▶ **SET EXERCISE**:
Copy the entries below word for word, starting at the line that contains "like point(117, 33)." and ending at the line that contains "point(35, 47)", with both of those lines included.
# # # # #
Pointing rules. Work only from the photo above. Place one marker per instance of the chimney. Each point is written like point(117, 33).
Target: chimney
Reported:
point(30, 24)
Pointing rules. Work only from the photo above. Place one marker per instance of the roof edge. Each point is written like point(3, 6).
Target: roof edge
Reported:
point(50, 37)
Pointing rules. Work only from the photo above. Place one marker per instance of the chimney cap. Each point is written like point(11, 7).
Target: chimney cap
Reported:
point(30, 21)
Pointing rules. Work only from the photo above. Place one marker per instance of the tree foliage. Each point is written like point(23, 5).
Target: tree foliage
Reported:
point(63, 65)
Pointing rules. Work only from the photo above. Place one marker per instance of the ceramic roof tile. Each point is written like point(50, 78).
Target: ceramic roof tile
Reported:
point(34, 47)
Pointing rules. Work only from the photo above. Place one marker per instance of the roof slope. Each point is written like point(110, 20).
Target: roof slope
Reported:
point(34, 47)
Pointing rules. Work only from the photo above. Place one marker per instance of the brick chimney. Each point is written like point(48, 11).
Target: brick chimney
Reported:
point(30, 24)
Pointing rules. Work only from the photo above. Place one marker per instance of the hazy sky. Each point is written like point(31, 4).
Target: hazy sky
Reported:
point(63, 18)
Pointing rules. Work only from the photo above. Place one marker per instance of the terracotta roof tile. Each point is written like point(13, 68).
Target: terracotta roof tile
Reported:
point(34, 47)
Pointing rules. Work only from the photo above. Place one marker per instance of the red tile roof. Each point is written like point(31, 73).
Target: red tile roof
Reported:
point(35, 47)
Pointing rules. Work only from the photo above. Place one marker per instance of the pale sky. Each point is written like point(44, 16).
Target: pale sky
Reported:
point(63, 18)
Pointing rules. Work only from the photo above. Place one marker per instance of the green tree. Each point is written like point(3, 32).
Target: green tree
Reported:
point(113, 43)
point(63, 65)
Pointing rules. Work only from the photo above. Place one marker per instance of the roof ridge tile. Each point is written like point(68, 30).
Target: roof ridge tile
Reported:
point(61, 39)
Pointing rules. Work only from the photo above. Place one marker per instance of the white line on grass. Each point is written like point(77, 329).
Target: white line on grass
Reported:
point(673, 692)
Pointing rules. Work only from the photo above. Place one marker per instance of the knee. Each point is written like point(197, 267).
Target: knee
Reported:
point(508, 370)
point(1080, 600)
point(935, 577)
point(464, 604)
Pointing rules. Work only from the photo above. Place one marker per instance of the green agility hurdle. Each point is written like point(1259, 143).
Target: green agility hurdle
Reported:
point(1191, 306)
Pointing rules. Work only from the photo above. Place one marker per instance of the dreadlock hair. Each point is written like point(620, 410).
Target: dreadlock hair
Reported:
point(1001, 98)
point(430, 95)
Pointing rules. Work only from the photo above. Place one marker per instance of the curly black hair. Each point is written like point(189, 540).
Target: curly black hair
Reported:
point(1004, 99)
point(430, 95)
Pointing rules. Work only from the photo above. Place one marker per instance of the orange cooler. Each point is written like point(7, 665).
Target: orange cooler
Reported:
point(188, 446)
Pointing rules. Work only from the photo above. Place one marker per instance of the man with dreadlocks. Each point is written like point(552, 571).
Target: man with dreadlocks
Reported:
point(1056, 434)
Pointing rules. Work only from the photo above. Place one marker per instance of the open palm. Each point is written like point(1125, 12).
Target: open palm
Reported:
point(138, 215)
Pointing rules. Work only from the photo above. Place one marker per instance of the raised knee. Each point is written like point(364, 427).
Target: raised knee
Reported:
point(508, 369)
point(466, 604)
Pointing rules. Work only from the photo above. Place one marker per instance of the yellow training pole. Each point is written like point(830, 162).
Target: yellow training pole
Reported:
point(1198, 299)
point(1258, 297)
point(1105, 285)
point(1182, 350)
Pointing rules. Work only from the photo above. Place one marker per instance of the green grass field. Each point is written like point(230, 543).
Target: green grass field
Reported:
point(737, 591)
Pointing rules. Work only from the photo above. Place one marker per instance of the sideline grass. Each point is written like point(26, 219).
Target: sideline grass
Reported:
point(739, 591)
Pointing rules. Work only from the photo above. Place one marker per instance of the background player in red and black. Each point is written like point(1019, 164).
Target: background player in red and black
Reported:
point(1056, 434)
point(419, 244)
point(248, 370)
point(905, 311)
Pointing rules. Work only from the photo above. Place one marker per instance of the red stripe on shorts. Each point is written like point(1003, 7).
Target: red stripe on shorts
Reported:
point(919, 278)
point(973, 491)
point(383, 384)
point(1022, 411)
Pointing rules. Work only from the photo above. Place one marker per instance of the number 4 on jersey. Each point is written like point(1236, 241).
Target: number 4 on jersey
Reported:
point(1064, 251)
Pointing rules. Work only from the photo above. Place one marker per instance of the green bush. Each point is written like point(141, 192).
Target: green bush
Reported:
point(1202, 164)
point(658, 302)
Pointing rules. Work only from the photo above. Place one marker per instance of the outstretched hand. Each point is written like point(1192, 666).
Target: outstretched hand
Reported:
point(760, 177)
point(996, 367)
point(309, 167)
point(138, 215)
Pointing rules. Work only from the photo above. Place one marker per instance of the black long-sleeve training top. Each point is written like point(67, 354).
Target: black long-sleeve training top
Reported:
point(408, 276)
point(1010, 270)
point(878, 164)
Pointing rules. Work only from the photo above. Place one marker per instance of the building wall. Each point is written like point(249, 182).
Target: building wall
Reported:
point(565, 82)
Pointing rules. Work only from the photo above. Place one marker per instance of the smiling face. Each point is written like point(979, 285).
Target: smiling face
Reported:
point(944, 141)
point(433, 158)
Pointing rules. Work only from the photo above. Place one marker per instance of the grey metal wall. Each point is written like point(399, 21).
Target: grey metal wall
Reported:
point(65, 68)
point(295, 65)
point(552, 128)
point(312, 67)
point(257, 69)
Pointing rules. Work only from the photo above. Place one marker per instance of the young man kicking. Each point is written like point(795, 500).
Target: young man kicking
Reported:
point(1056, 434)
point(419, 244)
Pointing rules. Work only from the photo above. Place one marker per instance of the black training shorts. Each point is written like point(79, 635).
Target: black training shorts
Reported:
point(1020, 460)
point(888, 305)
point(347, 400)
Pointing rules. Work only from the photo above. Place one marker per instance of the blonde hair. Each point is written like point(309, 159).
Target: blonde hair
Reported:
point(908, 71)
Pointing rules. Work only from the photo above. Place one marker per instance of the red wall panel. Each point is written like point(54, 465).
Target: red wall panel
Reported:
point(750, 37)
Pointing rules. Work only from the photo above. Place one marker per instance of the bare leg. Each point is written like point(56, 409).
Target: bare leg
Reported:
# # # # #
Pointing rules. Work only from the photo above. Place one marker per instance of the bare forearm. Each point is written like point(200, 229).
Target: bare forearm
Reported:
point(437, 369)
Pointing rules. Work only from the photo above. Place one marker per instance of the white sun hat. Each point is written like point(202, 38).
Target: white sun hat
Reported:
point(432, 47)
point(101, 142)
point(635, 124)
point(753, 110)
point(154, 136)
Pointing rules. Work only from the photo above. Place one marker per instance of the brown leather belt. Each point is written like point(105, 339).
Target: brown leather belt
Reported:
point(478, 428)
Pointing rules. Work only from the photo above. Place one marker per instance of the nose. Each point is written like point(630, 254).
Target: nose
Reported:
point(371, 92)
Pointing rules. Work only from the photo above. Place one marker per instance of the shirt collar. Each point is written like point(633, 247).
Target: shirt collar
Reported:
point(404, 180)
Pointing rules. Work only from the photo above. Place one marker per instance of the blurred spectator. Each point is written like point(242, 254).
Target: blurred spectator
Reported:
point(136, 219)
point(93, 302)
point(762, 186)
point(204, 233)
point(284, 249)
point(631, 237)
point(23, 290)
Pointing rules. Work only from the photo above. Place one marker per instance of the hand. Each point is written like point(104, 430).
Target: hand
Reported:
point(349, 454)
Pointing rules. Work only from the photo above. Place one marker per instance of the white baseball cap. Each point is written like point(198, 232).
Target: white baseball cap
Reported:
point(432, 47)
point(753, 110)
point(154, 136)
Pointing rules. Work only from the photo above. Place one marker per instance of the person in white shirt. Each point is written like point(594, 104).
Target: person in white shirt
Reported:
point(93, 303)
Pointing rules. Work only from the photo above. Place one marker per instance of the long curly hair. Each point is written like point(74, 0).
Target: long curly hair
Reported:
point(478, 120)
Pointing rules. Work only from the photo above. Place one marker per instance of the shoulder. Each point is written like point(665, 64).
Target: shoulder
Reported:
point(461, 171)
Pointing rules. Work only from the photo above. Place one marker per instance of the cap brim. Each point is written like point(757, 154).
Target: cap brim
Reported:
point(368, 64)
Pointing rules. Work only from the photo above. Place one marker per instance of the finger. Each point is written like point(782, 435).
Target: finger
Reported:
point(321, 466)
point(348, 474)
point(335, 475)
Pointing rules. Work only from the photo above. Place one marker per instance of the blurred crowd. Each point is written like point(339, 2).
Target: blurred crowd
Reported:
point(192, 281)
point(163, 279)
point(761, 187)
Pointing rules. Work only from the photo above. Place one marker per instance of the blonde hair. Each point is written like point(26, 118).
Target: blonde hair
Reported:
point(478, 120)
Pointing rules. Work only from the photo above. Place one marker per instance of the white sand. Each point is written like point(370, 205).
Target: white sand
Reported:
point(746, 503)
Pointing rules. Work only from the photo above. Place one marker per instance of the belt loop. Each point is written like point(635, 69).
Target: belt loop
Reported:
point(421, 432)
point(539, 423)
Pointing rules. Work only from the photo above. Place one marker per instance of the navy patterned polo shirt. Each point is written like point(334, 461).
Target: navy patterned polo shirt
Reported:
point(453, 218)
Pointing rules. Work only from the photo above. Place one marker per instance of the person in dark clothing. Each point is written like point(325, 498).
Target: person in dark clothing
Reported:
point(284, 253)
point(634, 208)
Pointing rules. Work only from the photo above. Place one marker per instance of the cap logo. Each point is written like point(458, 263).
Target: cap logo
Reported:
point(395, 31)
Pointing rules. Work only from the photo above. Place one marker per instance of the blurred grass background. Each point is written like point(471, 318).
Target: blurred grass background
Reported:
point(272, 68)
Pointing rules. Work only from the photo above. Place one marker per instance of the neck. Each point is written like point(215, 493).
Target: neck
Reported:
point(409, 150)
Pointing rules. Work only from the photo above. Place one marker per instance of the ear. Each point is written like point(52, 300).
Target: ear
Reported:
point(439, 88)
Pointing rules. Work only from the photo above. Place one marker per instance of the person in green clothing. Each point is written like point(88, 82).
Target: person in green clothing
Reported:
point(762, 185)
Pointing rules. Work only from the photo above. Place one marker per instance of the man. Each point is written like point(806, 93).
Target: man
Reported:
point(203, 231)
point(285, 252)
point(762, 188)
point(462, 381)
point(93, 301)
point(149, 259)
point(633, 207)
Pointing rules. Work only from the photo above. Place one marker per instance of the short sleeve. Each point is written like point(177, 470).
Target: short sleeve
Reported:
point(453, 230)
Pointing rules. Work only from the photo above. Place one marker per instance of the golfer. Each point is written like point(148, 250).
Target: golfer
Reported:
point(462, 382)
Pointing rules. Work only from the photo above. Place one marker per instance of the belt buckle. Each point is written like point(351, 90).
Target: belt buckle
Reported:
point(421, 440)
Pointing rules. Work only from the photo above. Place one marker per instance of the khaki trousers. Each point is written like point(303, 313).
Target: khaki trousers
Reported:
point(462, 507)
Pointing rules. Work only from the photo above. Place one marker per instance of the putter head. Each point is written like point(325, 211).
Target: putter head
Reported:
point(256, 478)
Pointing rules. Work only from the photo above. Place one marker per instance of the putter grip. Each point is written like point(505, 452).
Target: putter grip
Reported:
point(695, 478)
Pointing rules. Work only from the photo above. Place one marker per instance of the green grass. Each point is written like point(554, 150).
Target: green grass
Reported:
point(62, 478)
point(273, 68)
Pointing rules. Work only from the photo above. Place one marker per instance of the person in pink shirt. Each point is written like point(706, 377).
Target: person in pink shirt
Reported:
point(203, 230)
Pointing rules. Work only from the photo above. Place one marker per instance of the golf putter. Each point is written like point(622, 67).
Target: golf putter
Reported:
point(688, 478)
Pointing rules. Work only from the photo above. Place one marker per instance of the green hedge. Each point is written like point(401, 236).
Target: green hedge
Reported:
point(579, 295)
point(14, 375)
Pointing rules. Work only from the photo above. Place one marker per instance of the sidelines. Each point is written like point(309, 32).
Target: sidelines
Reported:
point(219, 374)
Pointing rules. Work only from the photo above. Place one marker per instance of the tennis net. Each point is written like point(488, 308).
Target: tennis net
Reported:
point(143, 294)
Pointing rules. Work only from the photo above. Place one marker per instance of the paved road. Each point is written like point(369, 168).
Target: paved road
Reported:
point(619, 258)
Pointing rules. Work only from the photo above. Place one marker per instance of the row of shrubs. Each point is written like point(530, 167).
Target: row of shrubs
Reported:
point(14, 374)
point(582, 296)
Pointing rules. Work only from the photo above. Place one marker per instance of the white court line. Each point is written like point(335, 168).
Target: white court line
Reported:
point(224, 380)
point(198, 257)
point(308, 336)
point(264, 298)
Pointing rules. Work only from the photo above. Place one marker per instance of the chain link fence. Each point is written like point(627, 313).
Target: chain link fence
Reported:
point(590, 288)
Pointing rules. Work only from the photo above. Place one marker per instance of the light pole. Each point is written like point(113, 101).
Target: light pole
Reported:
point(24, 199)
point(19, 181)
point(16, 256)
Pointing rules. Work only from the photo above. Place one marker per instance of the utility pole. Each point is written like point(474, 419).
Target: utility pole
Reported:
# # # # #
▶ **SOLUTION TO THIS TASK**:
Pointing rules. Work only from the photo above. Place one marker per instance of the chimney. Each point is written like point(117, 33).
Target: chimney
Reported:
point(30, 24)
Pointing rules. Work only from the photo above. Place one marker per instance of the roof edge. Each point is written like point(3, 6).
Target: roof edge
Reported:
point(50, 37)
Pointing rules. Work only from the photo above. Place one marker per instance of the chimney cap. Each point is written like point(11, 7).
Target: chimney cap
Reported:
point(30, 21)
Pointing rules. Work only from the photo above. Place one marker per instance of the tree foliage. Each point is written like point(23, 5).
Target: tree foliage
Reported:
point(63, 65)
Pointing rules. Work only from the photo above. Place one marker per instance of the ceramic roof tile. Each point is written like point(50, 78).
Target: ceramic roof tile
Reported:
point(34, 47)
Pointing rules. Work only from the photo above. Place one marker per instance of the roof slope. Each point is written like point(110, 20).
Target: roof slope
Reported:
point(34, 47)
Pointing rules. Work only from the photo above. Place one marker per instance of the brick chimney. Each point is written like point(48, 11).
Target: brick chimney
Reported:
point(30, 24)
Pointing rules. Work only from the photo above. Place one marker per instance of the hazy sky. Each point is written like point(31, 4).
Target: hazy sky
Reported:
point(63, 18)
Pointing rules. Work only from the photo above. Place one marker per instance of the terracotta roof tile. Each point is written like point(13, 68).
Target: terracotta roof tile
Reported:
point(34, 47)
Pointing rules. Work only from the photo above. Place one marker per instance of the red tile roof. Each point is written like point(31, 73).
Target: red tile roof
Reported:
point(35, 47)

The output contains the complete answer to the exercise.